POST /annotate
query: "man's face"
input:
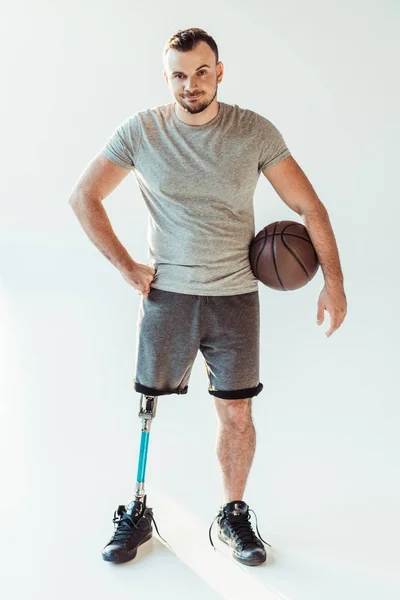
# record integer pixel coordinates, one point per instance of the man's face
(185, 79)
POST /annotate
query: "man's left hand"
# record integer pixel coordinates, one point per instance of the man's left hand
(333, 299)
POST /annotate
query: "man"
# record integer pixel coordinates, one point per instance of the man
(197, 162)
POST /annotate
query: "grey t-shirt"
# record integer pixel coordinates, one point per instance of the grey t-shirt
(198, 184)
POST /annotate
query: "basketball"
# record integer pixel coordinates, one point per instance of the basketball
(283, 257)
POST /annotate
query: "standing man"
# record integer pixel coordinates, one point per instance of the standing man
(197, 162)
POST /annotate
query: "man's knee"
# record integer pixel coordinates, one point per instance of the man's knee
(233, 411)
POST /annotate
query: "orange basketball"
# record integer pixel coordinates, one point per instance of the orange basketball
(283, 257)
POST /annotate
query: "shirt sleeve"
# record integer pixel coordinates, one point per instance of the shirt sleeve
(122, 145)
(272, 146)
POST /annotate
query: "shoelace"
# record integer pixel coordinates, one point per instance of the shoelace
(241, 527)
(124, 524)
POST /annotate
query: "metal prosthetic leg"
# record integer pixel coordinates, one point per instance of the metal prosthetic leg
(147, 412)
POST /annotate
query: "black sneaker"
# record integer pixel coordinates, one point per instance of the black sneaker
(234, 529)
(133, 527)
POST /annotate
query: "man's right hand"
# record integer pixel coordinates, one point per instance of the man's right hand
(140, 277)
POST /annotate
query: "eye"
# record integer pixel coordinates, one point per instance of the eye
(202, 71)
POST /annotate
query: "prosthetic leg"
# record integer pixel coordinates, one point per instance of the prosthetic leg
(147, 412)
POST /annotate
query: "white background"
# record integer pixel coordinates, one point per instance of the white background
(324, 481)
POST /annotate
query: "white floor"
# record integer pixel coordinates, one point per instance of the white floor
(69, 448)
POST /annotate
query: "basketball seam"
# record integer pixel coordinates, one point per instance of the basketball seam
(274, 258)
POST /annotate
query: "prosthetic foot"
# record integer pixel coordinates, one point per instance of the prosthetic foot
(133, 524)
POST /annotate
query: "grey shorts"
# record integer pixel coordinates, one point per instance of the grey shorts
(172, 327)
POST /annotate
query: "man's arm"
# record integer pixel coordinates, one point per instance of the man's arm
(291, 184)
(98, 180)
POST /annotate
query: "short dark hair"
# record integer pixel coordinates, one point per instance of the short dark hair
(184, 40)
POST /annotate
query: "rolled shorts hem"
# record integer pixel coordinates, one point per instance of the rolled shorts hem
(154, 392)
(237, 394)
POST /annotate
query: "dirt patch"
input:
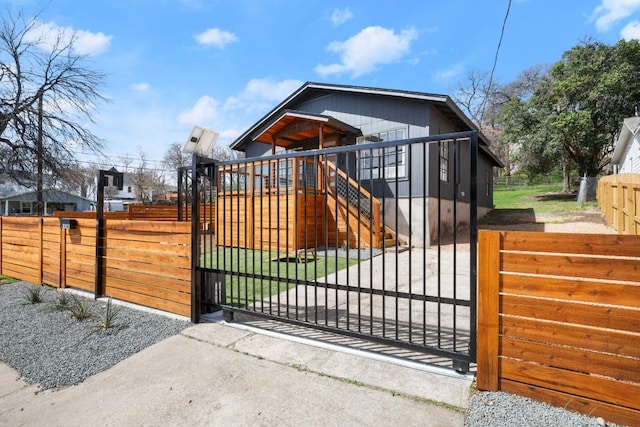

Required work = Reproduce the lines of the data that run from the one containing "of the shoelace" to the final line, both included, exactly as they appear and without the pictures.

Written response =
# record integer pixel coordinates, one point per instance of the shoelace
(241, 527)
(124, 524)
POST /annotate
query: "metal prosthetic leg"
# record integer pixel coordinates, one point per instance of the metal prosthetic leg
(147, 412)
POST /annotate
query: "black sneaker"
# record integer pixel coordinates, one point per instance of the black sneaker
(234, 529)
(133, 527)
POST /annotate
query: "man's right hand"
# record integer pixel coordinates, one point per instance of the man's right hand
(140, 277)
POST /annotate
query: "eye"
# record integer pixel coordinates, one point per instance of the eye
(202, 71)
POST /annotate
query: "prosthetic leg"
# record integer pixel coordinates, one point per instance of the prosthetic leg
(147, 412)
POST /annotate
query: "white background"
# record integer pixel coordinates, one point per instance of the white background
(324, 481)
POST /annotate
query: "white floor"
# record integer pixel coordinates, one point per instance of the white floor
(69, 448)
POST /annotate
query: "basketball seam"
# record integer pixel coordinates, one point per instance of the basketball seam
(274, 258)
POST /annotate
query: "prosthetic foot"
# record integer pixel coordinates, one point per instance of the prosthetic foot
(133, 524)
POST /annotate
query: "grey shorts"
# record integer pixel coordinates, one point per instance of the grey shorts
(172, 327)
POST /annotate
query: "man's arm"
# record integer pixel coordinates, one point per instance of the man's arm
(291, 184)
(98, 180)
POST /annotate
query: "short dark hair"
# record integer pixel coordinates, one point per instance of the short dark hair
(184, 40)
POST /annotate
query: "rolled shorts hem"
# record integer pixel coordinates, one point per instance of the rolled shorts hem
(154, 392)
(237, 394)
POST /annotate
query: "dirt patch"
input:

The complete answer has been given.